Some claim the shortage of childhood vaccines is due to the drug companies monopoly. The real reason is lack of political priority

The public health gospel teaches us that most health is gained or lost outside the NHS. So public health programmes such as tackling inequalities and Saving Lives: our healthier nation need at least 10 years to deliver real benefits. A cynic might say such a time-frame lets government and local agencies off the hook while we focus, as ever, on short-term objectives.

But sandwiched unobtrusively within the objectives of waiting- list targets in the latest national priorities guidance sit the key short term public health objectives for immunisation.

1 Immunisation was selected as one of the top 10 public health achievements in the US.

2 Not so in the UK. Trends in the uptake of childhood immunisation have been depressing - especially for measles, mumps and rubella.

3 The old reasons are still to blame: difficulty reaching and recording mobile, inner-city populations, parents unfounded concerns fuelled by unbalanced media reporting, practitioners uninformed views and target payments that don't provide enough incentive for practices with the lowest uptakes.

But now the shortage of childhood vaccines - including the new meningitis C vaccines, BCG and PPD - has set us back further. This shortage has been quietly accumulating over many months.

(Collection items)
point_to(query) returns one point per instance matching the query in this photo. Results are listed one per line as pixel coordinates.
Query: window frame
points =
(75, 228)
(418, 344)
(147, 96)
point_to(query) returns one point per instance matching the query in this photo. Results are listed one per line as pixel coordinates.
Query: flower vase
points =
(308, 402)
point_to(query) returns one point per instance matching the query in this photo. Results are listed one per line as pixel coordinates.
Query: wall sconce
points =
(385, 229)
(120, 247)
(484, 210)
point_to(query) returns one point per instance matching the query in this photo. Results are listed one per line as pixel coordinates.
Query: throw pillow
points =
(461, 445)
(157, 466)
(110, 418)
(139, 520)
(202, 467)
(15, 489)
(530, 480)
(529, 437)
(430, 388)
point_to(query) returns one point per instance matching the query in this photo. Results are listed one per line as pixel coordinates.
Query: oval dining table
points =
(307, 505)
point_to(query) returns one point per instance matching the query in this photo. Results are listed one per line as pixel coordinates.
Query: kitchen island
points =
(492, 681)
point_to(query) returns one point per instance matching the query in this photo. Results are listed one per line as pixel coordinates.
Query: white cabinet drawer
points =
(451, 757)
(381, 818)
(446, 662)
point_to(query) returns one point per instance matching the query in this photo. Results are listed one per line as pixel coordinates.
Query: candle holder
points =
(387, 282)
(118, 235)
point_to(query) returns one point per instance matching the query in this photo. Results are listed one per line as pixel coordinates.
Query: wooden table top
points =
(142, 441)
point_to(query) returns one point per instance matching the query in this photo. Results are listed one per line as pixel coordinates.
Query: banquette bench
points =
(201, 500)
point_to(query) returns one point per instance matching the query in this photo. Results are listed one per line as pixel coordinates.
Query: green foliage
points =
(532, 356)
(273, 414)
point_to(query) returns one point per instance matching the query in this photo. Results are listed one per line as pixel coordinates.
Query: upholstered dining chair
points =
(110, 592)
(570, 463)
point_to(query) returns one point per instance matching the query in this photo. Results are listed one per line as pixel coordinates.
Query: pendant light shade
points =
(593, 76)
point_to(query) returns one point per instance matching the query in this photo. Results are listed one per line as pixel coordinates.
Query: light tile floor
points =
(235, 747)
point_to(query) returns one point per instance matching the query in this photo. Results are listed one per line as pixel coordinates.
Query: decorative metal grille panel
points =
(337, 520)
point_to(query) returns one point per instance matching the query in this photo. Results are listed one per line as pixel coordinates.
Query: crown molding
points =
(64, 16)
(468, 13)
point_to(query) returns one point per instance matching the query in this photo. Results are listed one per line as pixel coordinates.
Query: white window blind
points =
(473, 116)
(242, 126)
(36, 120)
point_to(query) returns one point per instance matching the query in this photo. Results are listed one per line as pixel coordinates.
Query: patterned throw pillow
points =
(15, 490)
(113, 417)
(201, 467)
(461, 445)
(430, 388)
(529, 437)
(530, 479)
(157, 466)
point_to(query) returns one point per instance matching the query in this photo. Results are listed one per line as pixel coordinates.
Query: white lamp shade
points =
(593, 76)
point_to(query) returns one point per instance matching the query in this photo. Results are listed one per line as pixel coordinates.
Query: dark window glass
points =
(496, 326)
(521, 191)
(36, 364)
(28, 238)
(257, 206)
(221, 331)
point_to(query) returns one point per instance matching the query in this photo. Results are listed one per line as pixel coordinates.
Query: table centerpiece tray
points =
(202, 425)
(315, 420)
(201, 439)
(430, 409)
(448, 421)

**WORK ORDER**
Which vaccines does the passage on childhood vaccine shortages name as being in short supply? The items above play no part in what is asked here.

**EXERCISE RESULT**
The new meningitis C vaccines, BCG and PPD.